*WORK REQUEST*. In the response, the entries must appear exactly as supplied.
◆ ◆ ◆
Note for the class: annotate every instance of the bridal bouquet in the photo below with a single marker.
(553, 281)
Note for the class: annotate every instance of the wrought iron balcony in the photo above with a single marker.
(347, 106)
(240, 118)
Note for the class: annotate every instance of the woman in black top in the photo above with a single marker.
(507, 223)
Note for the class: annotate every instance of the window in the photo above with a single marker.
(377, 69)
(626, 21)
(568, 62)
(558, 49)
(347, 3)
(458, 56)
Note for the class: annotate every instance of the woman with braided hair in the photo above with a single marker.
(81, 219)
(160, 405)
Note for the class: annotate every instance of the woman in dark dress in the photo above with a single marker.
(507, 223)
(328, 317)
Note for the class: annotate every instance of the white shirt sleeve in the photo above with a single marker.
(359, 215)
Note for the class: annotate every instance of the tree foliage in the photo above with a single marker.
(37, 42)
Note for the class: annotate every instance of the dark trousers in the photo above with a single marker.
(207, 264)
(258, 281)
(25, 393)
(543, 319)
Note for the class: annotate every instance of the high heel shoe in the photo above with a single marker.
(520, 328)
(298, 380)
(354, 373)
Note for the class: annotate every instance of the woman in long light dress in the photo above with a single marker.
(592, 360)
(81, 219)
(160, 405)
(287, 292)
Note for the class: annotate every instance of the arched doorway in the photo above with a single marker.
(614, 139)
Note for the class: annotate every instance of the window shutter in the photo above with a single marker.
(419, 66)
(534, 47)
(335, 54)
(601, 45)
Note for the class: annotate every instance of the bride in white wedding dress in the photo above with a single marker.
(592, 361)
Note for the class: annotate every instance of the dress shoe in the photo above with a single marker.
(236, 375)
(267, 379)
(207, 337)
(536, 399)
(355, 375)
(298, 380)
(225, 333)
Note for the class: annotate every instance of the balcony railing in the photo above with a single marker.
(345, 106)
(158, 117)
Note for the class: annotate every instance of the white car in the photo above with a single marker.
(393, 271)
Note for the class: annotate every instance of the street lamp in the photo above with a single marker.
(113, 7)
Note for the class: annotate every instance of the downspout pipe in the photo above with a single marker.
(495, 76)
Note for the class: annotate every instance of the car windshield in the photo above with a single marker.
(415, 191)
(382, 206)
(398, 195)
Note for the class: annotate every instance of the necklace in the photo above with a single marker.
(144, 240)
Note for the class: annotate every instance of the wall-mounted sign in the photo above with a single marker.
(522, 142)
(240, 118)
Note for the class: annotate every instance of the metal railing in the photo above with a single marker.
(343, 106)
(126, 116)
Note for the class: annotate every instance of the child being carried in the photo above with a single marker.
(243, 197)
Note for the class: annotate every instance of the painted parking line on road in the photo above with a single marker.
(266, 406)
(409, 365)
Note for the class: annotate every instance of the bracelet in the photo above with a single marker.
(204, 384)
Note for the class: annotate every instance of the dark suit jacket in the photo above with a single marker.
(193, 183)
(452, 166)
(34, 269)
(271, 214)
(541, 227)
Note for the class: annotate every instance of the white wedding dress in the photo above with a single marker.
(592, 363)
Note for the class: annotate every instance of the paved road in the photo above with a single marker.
◆ ◆ ◆
*SOLUTION*.
Note for the class: annotate every instance of the bridal bouquet in the photo below with a single marker.
(553, 281)
Note for the class: annotate every instance of the wrought iron balcony in the photo above with a single marker.
(347, 106)
(240, 118)
Note for the class: annotate every instance of the woman in black top in the photo above with a single marker.
(507, 223)
Note for the class: annotate every instance of the window in the photo above with a single marker.
(377, 69)
(626, 21)
(568, 62)
(558, 49)
(347, 3)
(458, 56)
Note for the class: annotate every instance of the woman with braided hair in the photo above with a single marker.
(81, 219)
(160, 405)
Note for the class: annotate every instance of the woman in dark dress in the photo above with a single marker.
(507, 223)
(328, 317)
Note for the class: annotate every instance of the white shirt sleeve in the photo above with a single marker.
(359, 215)
Note for the class: annotate every instance of the tree foliage in the photo above with a single marker.
(37, 42)
Note for the class: annotate every instance of the dark trousers in the photo above with a single marker.
(207, 264)
(258, 281)
(25, 393)
(543, 319)
Note for the class: annotate every instance of the high heel shoe in the photo above with a single marker.
(520, 328)
(298, 380)
(354, 373)
Note for the class: annotate every instance of the woman in long light dress in the photo above with a single marker.
(592, 360)
(81, 219)
(160, 405)
(287, 292)
Note for the class: annotate every instance of the arched doorway in the photo above with a single marker.
(614, 139)
Note for the class: annotate every instance of the window shutter in the photo above with a single marker.
(419, 66)
(534, 47)
(335, 54)
(601, 45)
Note for the class: annotate every instance of the bride in white wedding dress in the photo above with a single marker.
(592, 361)
Note for the class: annotate every instance of the dress shoe in the photo above with a single marker.
(236, 375)
(267, 379)
(207, 337)
(536, 399)
(355, 375)
(298, 380)
(225, 333)
Note for the class: annotate every instance of the balcony railing in the photo above with a single marker.
(345, 106)
(158, 117)
Note for the class: annotate every instance of the white car in the photo above with a single marker.
(393, 271)
Note for the class: annotate every instance of the street lamp in the photo above with a single marker.
(113, 7)
Note for the class: annotate every instance of the downspout pipe in the photo above with a single marker.
(495, 76)
Note for the class: annotate every instance of the car windshield in the photo above with a single marker.
(415, 191)
(382, 206)
(398, 195)
Note for the class: annotate every instance of the necklace in the photo above with a single marker.
(144, 240)
Note for the class: annotate every instance of the wall-mounted sign in the photo above with a single marker.
(522, 142)
(240, 118)
Note for the class: annotate every instance of the metal railing in the photo above with a single marker.
(343, 106)
(126, 116)
Note for the class: annotate every instance of the child being carried in the photo above with a single marker.
(243, 197)
Note for the class: annotate every instance of the painted parking line on road in the photo above with a single marker.
(266, 406)
(409, 365)
Note for the class: annotate every instance of the bracelet in the photo above with a single marker.
(204, 384)
Note for the class: annotate every instance of the dark suit jacket in the photo above with a single marker.
(193, 183)
(452, 166)
(34, 269)
(271, 214)
(541, 227)
Note for the class: annotate every instance of the white wedding dress in the photo above with a single marker.
(592, 363)
Note for the class: annotate every instance of the paved road in the photo above with a single marker.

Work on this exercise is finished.